The problem – Every entry below has to appear again in your reply, word for word, but no picture may.

Recorded data –
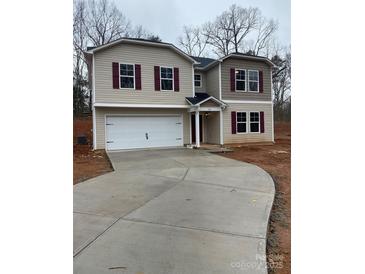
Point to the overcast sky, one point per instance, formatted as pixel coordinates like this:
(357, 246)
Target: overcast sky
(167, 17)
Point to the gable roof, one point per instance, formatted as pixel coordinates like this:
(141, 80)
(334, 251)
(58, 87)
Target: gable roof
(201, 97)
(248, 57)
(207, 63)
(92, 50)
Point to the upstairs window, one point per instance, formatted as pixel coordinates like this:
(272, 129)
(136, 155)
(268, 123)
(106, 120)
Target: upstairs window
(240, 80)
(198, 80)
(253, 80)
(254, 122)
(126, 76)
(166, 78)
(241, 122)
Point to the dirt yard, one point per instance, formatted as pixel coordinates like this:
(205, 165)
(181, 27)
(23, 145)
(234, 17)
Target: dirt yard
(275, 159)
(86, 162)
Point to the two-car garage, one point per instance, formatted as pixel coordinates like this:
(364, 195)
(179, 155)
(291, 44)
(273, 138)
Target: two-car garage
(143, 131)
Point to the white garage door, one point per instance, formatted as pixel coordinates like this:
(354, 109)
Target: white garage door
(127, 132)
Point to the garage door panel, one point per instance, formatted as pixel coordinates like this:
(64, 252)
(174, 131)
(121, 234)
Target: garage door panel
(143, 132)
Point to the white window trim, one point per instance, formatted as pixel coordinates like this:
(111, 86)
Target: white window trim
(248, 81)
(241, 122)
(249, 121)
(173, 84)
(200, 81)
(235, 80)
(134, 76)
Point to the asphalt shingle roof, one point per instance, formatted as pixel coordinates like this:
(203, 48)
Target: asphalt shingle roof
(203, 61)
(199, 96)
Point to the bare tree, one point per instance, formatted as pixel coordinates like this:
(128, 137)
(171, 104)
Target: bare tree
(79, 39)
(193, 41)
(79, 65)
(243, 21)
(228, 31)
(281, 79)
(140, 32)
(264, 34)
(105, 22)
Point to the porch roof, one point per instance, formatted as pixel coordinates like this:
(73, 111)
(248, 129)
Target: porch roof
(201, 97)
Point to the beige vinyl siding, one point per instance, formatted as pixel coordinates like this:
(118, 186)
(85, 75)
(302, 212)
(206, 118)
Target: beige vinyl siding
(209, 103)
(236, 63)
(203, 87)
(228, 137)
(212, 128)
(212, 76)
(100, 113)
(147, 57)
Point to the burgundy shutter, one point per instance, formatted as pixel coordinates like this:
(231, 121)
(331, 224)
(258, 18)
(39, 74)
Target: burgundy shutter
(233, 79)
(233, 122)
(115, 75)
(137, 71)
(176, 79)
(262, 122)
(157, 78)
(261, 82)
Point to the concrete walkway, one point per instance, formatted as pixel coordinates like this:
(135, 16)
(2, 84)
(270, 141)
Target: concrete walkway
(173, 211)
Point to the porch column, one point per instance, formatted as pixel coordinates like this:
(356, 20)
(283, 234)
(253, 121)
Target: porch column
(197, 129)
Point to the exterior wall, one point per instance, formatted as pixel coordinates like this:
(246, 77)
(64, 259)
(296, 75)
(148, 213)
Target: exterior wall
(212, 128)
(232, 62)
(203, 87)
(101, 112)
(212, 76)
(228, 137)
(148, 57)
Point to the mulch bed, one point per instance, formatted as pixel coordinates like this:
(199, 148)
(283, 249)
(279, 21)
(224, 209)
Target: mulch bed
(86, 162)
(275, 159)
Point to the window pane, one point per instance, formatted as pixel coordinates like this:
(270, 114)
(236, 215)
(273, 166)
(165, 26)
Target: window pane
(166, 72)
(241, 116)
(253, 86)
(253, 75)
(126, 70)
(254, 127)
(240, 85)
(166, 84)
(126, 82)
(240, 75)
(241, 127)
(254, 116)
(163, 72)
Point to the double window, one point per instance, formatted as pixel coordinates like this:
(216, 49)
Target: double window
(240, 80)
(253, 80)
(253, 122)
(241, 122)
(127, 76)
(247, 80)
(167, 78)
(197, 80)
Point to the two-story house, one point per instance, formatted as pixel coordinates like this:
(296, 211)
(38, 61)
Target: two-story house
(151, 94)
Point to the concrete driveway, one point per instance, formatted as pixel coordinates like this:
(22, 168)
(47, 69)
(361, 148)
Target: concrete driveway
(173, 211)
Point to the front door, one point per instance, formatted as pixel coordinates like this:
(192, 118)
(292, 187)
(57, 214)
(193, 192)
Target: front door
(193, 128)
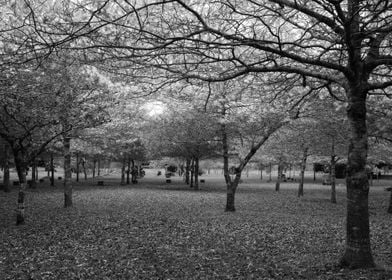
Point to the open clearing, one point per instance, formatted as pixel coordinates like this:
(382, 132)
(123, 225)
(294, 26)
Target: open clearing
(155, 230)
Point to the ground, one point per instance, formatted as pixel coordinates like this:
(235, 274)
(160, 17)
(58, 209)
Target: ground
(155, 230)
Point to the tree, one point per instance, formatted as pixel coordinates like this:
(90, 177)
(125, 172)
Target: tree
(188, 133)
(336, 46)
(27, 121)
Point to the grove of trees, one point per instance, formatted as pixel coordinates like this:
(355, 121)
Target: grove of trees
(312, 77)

Reply to the exercise –
Point to the overcast sky, one point per instance, formatted as pixel coordinates like this:
(357, 246)
Target: overcast sky
(167, 17)
Point to the gable roof, one point per instance, formatted as pixel coordinates like this:
(141, 80)
(334, 251)
(58, 87)
Target: gable roof
(201, 97)
(248, 57)
(207, 63)
(92, 50)
Point to the upstairs window, one point per instance, formatted as pixel coordinates like this:
(272, 129)
(136, 155)
(268, 123)
(106, 120)
Target: upstairs window
(240, 80)
(198, 80)
(253, 80)
(254, 122)
(126, 76)
(166, 78)
(241, 122)
Point to the dirt yard, one point per instance, formatted as pixel coordinates like this:
(205, 165)
(181, 27)
(23, 145)
(234, 17)
Target: dirt yard
(275, 159)
(86, 162)
Point to the two-car garage, one point per instance, formatted as pixel coordinates like this:
(364, 195)
(179, 155)
(291, 44)
(273, 138)
Target: two-car garage
(143, 131)
Point to the white garage door, one point per instance, formatted as pixel coordinates like this:
(354, 109)
Target: white garage door
(127, 132)
Point to the garage door panel, one point per instance, formatted as pixel coordinates like this:
(64, 252)
(174, 131)
(121, 234)
Target: garage door panel
(143, 132)
Point to the white window trim, one point per instance, formatted as pixel coordinates like this:
(111, 86)
Target: white window trim
(248, 81)
(241, 122)
(249, 121)
(173, 84)
(200, 81)
(235, 80)
(134, 76)
Point to the asphalt shingle roof, one point per instance, formatted as pixel coordinates like this:
(203, 48)
Target: asphalt shingle roof
(203, 61)
(199, 96)
Point to the bare tree, one point per instance, formatted as pixel coordinates like this:
(128, 137)
(171, 104)
Target: bare tree
(79, 39)
(193, 41)
(79, 65)
(243, 21)
(228, 31)
(281, 79)
(140, 32)
(264, 34)
(105, 22)
Point to the porch roof, one point per instance, formatted as pixel coordinates like this:
(73, 111)
(248, 129)
Target: porch roof
(201, 97)
Point to the beige vinyl siding, one point per instance, formatted as pixel coordinates like this:
(118, 186)
(85, 75)
(302, 212)
(206, 118)
Target: beige vinyl siding
(209, 103)
(236, 63)
(203, 87)
(228, 137)
(212, 128)
(212, 76)
(100, 113)
(147, 57)
Point to the burgundy shutter, one point per instance, formatted as pixel coordinates like this:
(231, 121)
(331, 224)
(258, 18)
(39, 74)
Target: burgundy shutter
(233, 79)
(233, 122)
(115, 75)
(137, 71)
(176, 79)
(262, 122)
(157, 78)
(261, 82)
Point to the concrete walkway, one point per instance, formatted as pixel coordinates like this:
(135, 16)
(2, 84)
(270, 141)
Target: concrete walkway
(173, 211)
Point to the porch column, one point per instance, formatted as pixel coordinates like this:
(356, 20)
(283, 234)
(253, 121)
Target: porch column
(197, 129)
Point to the exterior wall, one point per instance, formatted as pixel coordinates like this:
(246, 77)
(64, 259)
(296, 75)
(148, 213)
Target: exterior wall
(212, 128)
(232, 62)
(203, 87)
(101, 112)
(212, 76)
(228, 137)
(148, 57)
Point to the mulch bed, one point per instance, formatted as pixel coordinates like this:
(199, 148)
(283, 249)
(279, 21)
(224, 209)
Target: mulch bed
(86, 162)
(275, 159)
Point to the window pane, one point per instance, formatted as pixel coordinates like this:
(270, 114)
(236, 215)
(273, 166)
(165, 26)
Target: window pane
(166, 72)
(241, 116)
(253, 86)
(253, 75)
(126, 70)
(254, 127)
(240, 85)
(166, 84)
(126, 82)
(240, 75)
(241, 127)
(254, 116)
(163, 72)
Point to the double window, one point per instance, formatted as pixel coordinates like this:
(216, 49)
Target: double window
(240, 80)
(253, 80)
(253, 122)
(241, 122)
(127, 76)
(247, 80)
(167, 78)
(197, 80)
Point to the two-story house, one point per instance, formatted as pixel coordinates like this:
(296, 211)
(38, 61)
Target: two-story house
(151, 94)
Point to the concrete driveway, one point per instance, formatted as pixel coordinates like this:
(22, 168)
(47, 69)
(361, 148)
Target: concrete driveway
(173, 211)
Point to the front door, one point per instance, formatted as pixel coordinates like this:
(192, 118)
(292, 187)
(57, 214)
(193, 192)
Target: front door
(193, 128)
Point to the open clearing, one point per instance, formatted as pixel coordinates like this:
(382, 132)
(123, 225)
(294, 26)
Target: open clearing
(155, 230)
Point to the ground, one point per instance, formatted as pixel coordinates like this:
(235, 274)
(160, 17)
(58, 209)
Target: ground
(155, 230)
Point to the tree, one point per instance, formatted as pixel coordinates like this:
(90, 177)
(125, 172)
Target: tree
(188, 133)
(336, 46)
(27, 121)
Point to the grove of trees, one point per instance, formatted as pixel coordinates like this:
(355, 121)
Target: grove of trees
(312, 77)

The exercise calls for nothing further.